## [WRITTEN PROBLEM]
Copy the lines of the data below exactly as they are, from the line containing "locate the open" through the line containing "21, 1336, 232]]", including both of those lines.

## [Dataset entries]
++++++++

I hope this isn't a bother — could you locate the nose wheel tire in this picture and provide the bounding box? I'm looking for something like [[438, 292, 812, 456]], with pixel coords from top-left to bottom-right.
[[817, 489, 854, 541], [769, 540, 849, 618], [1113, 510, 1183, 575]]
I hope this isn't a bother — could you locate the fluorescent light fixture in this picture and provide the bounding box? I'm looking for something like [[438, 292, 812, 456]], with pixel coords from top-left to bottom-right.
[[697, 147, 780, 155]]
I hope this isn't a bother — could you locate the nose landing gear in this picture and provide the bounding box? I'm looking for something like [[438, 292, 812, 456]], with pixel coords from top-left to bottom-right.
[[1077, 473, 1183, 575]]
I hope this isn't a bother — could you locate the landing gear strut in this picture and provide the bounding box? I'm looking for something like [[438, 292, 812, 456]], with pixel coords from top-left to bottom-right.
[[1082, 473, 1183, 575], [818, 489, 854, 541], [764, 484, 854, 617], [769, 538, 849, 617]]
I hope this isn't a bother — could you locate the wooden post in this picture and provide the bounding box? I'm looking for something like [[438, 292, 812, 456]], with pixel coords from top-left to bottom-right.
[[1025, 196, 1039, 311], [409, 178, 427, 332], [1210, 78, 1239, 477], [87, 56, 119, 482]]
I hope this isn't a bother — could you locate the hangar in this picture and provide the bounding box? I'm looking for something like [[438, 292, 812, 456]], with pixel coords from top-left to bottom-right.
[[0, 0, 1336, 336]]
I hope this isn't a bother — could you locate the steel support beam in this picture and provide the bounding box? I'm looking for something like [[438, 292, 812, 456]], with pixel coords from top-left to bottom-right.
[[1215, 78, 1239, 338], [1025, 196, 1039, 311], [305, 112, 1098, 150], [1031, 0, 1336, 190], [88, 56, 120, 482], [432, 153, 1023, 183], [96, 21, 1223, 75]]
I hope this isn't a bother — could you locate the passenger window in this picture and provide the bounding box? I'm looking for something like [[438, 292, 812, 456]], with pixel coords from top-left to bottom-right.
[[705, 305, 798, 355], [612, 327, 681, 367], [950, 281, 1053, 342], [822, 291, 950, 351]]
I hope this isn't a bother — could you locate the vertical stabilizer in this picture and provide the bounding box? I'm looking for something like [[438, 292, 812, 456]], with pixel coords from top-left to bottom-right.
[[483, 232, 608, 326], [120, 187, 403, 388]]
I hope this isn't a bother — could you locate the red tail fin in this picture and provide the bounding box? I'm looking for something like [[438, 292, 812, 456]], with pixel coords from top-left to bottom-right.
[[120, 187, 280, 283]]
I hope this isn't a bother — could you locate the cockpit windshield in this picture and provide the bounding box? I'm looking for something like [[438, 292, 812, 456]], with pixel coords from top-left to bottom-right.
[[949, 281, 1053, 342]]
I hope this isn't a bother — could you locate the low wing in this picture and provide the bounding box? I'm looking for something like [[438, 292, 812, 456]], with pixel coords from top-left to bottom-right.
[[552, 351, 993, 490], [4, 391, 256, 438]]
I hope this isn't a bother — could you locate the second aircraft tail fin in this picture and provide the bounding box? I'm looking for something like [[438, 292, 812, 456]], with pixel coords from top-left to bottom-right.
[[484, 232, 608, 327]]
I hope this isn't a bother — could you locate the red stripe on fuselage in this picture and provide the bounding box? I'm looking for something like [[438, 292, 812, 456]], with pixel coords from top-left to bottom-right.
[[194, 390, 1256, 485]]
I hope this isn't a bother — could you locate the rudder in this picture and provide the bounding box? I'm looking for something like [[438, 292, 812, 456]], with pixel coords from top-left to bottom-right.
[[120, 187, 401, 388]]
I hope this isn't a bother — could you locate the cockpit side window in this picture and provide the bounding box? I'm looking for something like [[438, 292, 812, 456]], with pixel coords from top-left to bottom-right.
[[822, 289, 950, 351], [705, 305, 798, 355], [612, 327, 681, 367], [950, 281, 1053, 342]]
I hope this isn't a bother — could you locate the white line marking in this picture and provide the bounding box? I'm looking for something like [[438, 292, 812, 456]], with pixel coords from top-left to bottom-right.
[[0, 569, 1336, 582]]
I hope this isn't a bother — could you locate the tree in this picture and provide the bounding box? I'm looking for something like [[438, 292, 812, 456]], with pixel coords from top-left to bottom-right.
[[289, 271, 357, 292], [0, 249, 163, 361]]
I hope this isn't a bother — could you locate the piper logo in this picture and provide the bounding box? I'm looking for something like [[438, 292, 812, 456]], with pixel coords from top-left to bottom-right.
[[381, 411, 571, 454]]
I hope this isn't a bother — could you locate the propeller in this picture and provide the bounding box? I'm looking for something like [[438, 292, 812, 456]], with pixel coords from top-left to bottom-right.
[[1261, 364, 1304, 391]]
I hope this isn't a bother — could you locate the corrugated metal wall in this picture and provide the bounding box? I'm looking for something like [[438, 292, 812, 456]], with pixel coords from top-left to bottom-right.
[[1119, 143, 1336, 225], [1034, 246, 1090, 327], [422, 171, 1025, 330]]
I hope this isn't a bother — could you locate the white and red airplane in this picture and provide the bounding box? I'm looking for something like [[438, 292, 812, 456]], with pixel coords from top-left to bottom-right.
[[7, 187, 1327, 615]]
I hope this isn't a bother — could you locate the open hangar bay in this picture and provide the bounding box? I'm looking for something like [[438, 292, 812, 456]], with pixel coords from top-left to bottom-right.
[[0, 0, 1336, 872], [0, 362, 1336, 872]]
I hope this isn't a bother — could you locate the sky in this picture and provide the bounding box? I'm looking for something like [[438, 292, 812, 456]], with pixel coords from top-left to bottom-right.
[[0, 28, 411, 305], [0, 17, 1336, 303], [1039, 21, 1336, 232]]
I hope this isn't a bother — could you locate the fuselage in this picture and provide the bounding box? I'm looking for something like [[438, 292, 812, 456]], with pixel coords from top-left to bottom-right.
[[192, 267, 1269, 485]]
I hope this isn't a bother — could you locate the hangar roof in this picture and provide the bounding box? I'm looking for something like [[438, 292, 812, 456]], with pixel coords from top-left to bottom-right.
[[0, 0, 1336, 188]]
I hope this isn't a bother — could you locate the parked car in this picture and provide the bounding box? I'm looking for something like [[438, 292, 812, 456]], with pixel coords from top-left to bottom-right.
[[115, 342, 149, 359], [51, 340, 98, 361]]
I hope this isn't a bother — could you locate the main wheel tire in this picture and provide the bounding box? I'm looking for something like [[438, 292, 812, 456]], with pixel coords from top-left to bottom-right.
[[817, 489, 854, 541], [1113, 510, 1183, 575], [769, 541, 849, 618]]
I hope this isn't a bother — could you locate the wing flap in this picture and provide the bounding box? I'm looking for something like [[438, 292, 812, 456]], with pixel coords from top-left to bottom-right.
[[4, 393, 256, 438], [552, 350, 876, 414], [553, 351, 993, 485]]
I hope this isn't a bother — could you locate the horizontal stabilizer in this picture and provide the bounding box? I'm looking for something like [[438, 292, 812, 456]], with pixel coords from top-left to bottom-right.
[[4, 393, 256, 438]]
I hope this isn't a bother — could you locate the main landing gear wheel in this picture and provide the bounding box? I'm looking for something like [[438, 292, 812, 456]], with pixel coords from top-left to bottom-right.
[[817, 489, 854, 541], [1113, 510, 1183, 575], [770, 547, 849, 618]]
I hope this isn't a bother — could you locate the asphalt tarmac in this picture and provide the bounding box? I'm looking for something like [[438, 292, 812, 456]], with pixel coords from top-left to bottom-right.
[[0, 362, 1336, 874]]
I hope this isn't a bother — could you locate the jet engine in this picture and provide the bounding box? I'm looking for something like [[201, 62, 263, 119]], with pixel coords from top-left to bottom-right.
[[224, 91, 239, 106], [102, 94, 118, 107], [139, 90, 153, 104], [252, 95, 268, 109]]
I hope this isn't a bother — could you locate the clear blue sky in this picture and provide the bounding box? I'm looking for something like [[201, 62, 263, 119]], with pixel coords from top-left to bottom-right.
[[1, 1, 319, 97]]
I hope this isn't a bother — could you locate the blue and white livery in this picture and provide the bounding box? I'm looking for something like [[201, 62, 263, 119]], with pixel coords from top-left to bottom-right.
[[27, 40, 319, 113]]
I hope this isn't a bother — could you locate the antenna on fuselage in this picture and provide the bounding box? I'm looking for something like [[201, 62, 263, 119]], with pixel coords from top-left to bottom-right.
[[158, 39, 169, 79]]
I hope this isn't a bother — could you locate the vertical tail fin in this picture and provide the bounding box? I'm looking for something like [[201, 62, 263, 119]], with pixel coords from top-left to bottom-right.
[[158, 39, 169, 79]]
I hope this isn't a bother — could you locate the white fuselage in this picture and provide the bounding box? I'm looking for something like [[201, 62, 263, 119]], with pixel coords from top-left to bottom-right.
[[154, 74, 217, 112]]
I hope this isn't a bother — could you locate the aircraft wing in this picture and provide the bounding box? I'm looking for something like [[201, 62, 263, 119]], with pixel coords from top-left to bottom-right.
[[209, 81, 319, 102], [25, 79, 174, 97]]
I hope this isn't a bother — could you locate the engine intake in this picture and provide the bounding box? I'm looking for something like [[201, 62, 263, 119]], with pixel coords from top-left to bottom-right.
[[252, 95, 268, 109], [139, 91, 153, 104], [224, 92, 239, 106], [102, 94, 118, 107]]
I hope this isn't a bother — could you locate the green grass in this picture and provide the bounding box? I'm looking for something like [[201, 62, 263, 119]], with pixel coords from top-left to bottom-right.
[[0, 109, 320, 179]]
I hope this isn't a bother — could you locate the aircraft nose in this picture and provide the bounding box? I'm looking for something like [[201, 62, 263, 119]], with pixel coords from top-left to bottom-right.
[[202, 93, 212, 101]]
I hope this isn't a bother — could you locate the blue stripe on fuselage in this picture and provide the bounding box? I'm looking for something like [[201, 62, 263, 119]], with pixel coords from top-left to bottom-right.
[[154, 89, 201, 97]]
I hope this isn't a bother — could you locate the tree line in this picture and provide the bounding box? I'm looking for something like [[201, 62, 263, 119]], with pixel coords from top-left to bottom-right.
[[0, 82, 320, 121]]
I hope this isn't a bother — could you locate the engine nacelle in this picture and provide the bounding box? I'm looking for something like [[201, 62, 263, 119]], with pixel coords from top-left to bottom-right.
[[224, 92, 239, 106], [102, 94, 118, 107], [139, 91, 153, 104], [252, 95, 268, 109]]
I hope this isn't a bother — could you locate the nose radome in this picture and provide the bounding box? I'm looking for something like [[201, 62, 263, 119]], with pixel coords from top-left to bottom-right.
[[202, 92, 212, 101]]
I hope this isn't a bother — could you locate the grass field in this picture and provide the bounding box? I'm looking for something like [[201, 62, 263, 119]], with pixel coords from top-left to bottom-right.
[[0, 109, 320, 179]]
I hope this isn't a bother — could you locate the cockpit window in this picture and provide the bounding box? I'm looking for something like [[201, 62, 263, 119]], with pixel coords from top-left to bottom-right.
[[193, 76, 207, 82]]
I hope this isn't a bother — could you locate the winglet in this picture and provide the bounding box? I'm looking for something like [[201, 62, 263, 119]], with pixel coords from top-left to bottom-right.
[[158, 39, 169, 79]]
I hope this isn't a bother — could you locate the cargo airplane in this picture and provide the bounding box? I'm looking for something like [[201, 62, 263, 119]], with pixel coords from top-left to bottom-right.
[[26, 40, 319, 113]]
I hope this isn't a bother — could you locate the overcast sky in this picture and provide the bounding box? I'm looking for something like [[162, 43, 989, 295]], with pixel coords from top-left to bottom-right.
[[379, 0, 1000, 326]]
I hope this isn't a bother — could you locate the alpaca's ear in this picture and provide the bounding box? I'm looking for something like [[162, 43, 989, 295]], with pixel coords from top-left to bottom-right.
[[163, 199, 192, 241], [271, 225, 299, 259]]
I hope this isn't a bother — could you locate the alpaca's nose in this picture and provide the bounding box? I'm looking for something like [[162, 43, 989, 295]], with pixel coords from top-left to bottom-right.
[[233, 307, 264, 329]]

++++++++

## [RESPONSE]
I hope this isn't a bother — could you locate the open hangar bay in this picture and provide the bounding box? I'm looking for something like [[438, 292, 812, 456]], with pixel coords from top-left to bottom-right.
[[0, 0, 1336, 872], [0, 362, 1336, 872]]
I hope this isn't a bother — could you locate the sky in this picture and provide the bounding box? I'm looking for something like [[438, 292, 812, 456]], with pixel coords from top-left to bottom-right.
[[0, 28, 411, 305], [0, 17, 1336, 303], [1039, 21, 1336, 232]]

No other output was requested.